• [Stated problem]:
Copy every item below word for word, leaving nothing out and changing nothing.

• [Data for this task]:
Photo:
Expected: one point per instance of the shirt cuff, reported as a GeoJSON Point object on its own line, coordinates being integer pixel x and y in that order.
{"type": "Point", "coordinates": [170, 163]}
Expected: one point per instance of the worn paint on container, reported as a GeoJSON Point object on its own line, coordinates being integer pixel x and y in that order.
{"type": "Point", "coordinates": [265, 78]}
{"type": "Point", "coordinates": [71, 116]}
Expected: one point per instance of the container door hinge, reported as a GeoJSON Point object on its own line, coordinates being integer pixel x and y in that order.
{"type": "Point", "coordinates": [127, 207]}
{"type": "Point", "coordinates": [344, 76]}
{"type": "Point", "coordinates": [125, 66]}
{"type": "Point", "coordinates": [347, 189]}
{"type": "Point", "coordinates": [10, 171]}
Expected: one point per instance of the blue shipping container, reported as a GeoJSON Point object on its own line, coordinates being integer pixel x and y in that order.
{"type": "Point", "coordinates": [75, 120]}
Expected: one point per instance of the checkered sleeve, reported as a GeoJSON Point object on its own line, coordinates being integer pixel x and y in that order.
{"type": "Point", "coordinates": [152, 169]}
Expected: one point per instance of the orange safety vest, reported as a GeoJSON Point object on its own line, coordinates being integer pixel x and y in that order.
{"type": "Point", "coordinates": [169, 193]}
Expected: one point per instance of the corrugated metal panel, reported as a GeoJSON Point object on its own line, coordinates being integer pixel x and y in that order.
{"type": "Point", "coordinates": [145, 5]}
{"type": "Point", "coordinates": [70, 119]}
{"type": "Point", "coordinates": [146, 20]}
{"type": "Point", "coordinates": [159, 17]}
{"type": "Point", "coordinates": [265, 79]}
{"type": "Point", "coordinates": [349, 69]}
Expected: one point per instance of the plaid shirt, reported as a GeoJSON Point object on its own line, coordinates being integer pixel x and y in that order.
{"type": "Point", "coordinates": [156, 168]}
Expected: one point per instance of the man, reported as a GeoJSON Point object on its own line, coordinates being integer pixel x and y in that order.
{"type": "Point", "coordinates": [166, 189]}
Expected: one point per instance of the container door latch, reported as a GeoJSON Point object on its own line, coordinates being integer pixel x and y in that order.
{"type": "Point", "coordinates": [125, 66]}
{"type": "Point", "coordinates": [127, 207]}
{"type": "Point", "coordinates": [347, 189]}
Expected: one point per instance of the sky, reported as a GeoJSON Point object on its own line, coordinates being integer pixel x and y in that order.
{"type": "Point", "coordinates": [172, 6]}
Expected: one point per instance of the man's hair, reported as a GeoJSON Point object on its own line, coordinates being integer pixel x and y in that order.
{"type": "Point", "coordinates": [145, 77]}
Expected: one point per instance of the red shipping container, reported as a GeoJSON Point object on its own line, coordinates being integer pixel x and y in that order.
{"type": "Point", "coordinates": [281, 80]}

• [Full response]:
Photo:
Expected: one point per instance of the shirt cuff, reported as a GeoJSON Point object on its own line, coordinates being integer pixel x and y in that order.
{"type": "Point", "coordinates": [170, 163]}
Expected: one point per instance of the worn paint on container, reported as a GeoJSON Point object on its own line, coordinates being integer pixel x and y in that order.
{"type": "Point", "coordinates": [265, 78]}
{"type": "Point", "coordinates": [71, 116]}
Expected: one point per instance of the container door hinge, reported as a GeoJSON Point object on its own line, coordinates being integer pixel x and y in that order.
{"type": "Point", "coordinates": [127, 207]}
{"type": "Point", "coordinates": [344, 76]}
{"type": "Point", "coordinates": [125, 66]}
{"type": "Point", "coordinates": [347, 189]}
{"type": "Point", "coordinates": [10, 171]}
Expected: one point per instance of the blue shipping container, reported as a GeoJSON Point object on its own line, coordinates being integer pixel x and y in that order.
{"type": "Point", "coordinates": [75, 120]}
Expected: one point per instance of the checkered sleeve, reported as a GeoJSON Point object on its own line, coordinates being integer pixel x and y in that order.
{"type": "Point", "coordinates": [152, 169]}
Expected: one point per instance of the orange safety vest, reported as a GeoJSON Point object on its own line, coordinates being integer pixel x and y in that order.
{"type": "Point", "coordinates": [169, 193]}
Expected: one point per instance of the corrugated metal panel, reported as a GeoJSON Point object on its own line, coordinates being integer pixel x and y in that order.
{"type": "Point", "coordinates": [145, 5]}
{"type": "Point", "coordinates": [70, 119]}
{"type": "Point", "coordinates": [146, 20]}
{"type": "Point", "coordinates": [159, 17]}
{"type": "Point", "coordinates": [265, 79]}
{"type": "Point", "coordinates": [349, 69]}
Expected: one point per instance of the plaid shirt, reported as a GeoJSON Point object on its own line, coordinates being integer pixel x and y in that order.
{"type": "Point", "coordinates": [156, 168]}
Expected: one point per instance of the man, reported as a GeoJSON Point object on its own line, coordinates being integer pixel x and y in that order.
{"type": "Point", "coordinates": [166, 189]}
Expected: one point per instance of the container door latch, reported as a GeoJSON Point object on its own line, coordinates being integer pixel x and y in that order.
{"type": "Point", "coordinates": [125, 66]}
{"type": "Point", "coordinates": [127, 207]}
{"type": "Point", "coordinates": [347, 189]}
Expected: one point per instance of the sky, reported as a GeoJSON Point object on its own line, coordinates being integer pixel x and y in that order.
{"type": "Point", "coordinates": [172, 6]}
Expected: one point per instance of the man's hair, reported as a GeoJSON Point object on its own line, coordinates being integer pixel x and y in that order.
{"type": "Point", "coordinates": [145, 77]}
Expected: one point per instance of the red shipping container, reported as a GeoJSON Point object on its own line, coordinates being integer pixel x and y in that order.
{"type": "Point", "coordinates": [281, 80]}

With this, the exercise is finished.